**Short problem**.
From the text on Church decentralization, quote the section starting at "I make mention" and ending at "just enjoy complaining.".

I make mention of this for two reasons. First, Catholic triumphalism over the Orthodox in the realm of discipline and doctrine simply needs to stop. Second, and more importantly, there is a discussion which needs to be had concerning the particular virtues of decentralization when it comes to taking meaningful action against those who openly dissent from Church teaching. Many fear that decentralization in the Roman Church will lead to chaos . . . but is not the chaos already here? Contrary to the magic longings of certain conservatives and traditionalists, the Vatican is not going to swoop in and save the day. If subsidiarity still means anything, then perhaps it is time to get jettison the Latin fetish for hyper-centralization and top-down, command-plan ecclesial politics. Or maybe people just enjoy complaining.

13 comments

  1. Gabriel, excellent posting. Two points, autem

    1. “it is unimaginable that the various Orthodox churches in either the United States or abroad would allow church-backed institutions to openly support immoral politicians and/or policies.” I have two words for you: Michael Dukakis (the Greek Orthodox democratic Governor of Massachusetts and Presidential candidate, who supported abortion and was still called ‘a loyal son of the Church’ by the late Archbishop Iakovos). You are correct that such things happen far less among the Orthodox than the Catholics, but they still, alas, happen.

(Records of labeled boxes)
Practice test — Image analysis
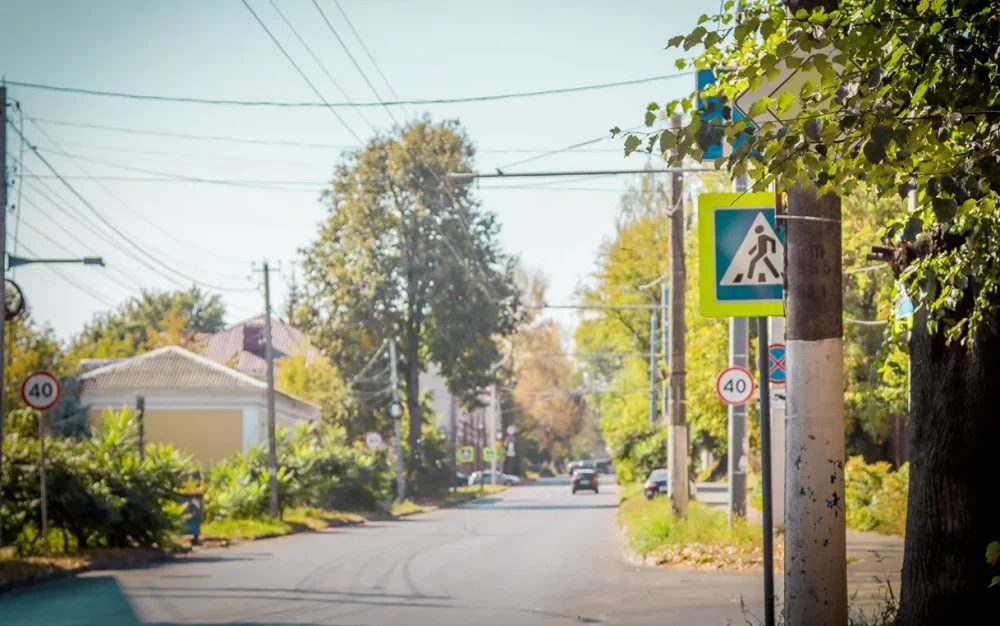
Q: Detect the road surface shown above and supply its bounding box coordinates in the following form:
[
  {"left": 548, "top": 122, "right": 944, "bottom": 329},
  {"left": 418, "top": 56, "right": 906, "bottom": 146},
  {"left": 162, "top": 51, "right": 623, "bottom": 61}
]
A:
[{"left": 0, "top": 479, "right": 761, "bottom": 626}]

**Answer to the exercise**.
I make mention of this for two reasons. First, Catholic triumphalism over the Orthodox in the realm of discipline and doctrine simply needs to stop. Second, and more importantly, there is a discussion which needs to be had concerning the particular virtues of decentralization when it comes to taking meaningful action against those who openly dissent from Church teaching. Many fear that decentralization in the Roman Church will lead to chaos . . . but is not the chaos already here? Contrary to the magic longings of certain conservatives and traditionalists, the Vatican is not going to swoop in and save the day. If subsidiarity still means anything, then perhaps it is time to get jettison the Latin fetish for hyper-centralization and top-down, command-plan ecclesial politics. Or maybe people just enjoy complaining.